En estos días, a umbrales de una guerra absurda deseada menos por voluntad de justicia que por codicia económica, nuestros libros quizá sirvan para recordarnos que las divisiones políticas entre buenos y malos, justos e injustos, cristianos y paganos, es menos clara de lo que los discursos políticos declaran. La realidad de la literatura (que en última instancia encierra el poco conocimiento que nos es permitido) es íntimamente ambigua, existe siempre entre tonos y colores diversos, es fragmentaria, es cambiante, nunca se inclina absolutamente por nadie, por más heroico que parezca. En nuestra intuición literaria del mundo adivinamos (con Milton y con el autor del poema de Job) que ni siquiera Dios es intachable; mucho menos nuestros queridos Parsifal, Simbad, Cordelia, Cándido, Bartleby, Gregor Samsa, Ana Karenina, Alonso Quijano.

## MATERIAL:

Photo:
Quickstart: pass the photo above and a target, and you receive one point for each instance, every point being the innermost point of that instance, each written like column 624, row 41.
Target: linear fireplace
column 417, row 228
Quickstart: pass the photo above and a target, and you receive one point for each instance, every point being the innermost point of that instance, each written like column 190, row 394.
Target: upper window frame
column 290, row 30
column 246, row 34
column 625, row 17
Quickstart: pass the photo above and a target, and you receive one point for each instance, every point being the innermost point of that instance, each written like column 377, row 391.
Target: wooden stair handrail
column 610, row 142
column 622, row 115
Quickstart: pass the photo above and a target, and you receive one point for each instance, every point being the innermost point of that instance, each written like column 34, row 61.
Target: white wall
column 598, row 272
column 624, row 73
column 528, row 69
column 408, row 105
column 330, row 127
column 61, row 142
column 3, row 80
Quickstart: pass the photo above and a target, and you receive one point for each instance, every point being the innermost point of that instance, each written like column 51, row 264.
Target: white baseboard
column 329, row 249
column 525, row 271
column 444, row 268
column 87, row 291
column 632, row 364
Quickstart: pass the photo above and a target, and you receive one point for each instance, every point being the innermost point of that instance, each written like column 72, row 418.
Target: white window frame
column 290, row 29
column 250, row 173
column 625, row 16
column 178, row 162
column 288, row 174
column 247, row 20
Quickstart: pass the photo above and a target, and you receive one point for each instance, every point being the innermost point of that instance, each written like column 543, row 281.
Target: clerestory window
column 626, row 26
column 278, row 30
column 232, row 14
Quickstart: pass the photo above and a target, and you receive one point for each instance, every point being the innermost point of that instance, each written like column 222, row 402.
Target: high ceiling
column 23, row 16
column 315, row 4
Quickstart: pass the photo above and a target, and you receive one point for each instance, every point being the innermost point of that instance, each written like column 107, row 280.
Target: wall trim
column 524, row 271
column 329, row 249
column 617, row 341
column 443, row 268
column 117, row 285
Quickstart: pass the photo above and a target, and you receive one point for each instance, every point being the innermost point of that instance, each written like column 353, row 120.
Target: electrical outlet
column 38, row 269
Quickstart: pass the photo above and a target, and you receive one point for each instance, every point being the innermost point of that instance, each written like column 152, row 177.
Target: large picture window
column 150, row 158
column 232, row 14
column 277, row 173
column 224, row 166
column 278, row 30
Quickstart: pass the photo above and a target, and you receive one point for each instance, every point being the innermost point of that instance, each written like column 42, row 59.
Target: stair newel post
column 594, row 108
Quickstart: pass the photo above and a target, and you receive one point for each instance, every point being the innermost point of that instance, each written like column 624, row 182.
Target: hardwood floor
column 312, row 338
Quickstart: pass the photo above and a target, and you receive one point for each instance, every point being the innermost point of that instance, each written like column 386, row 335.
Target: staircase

## TAREAS:
A) Vuelve a escribir, sin cambiar nada, el trozo del texto sobre la literatura que va desde "En estos días, a" hasta "Karenina, Alonso Quijano.", con las dos partes incluidas.
B) Según el texto sobre la literatura, ¿con quiénes adivinamos que ni siquiera Dios es intachable?
C) Escribe lo que viene después en el texto sobre la literatura, a partir de donde se acaba.
Los registros son material aparte del texto.

## RESPUESTAS:
A)
En estos días, a umbrales de una guerra absurda deseada menos por voluntad de justicia que por codicia económica, nuestros libros quizá sirvan para recordarnos que las divisiones políticas entre buenos y malos, justos e injustos, cristianos y paganos, es menos clara de lo que los discursos políticos declaran. La realidad de la literatura (que en última instancia encierra el poco conocimiento que nos es permitido) es íntimamente ambigua, existe siempre entre tonos y colores diversos, es fragmentaria, es cambiante, nunca se inclina absolutamente por nadie, por más heroico que parezca. En nuestra intuición literaria del mundo adivinamos (con Milton y con el autor del poema de Job) que ni siquiera Dios es intachable; mucho menos nuestros queridos Parsifal, Simbad, Cordelia, Cándido, Bartleby, Gregor Samsa, Ana Karenina, Alonso Quijano.

B) Con Milton y con el autor del poema de Job.

C)
Pero esa misma ambigüedad esencial de la literatura no es arbitraria ni indecisa. Dice un cierto lector de Cide Hamete a propósito de su libro: "Pinta los pensamientos, descubre las imaginaciones, responde a las tácitas, aclara las dudas, resuelve los argumentos; finalmente, los átomos del más curioso deseo manifiesta". En épocas de crisis, para su intentado lector, casi cualquier libro puede ser todas estas cosas.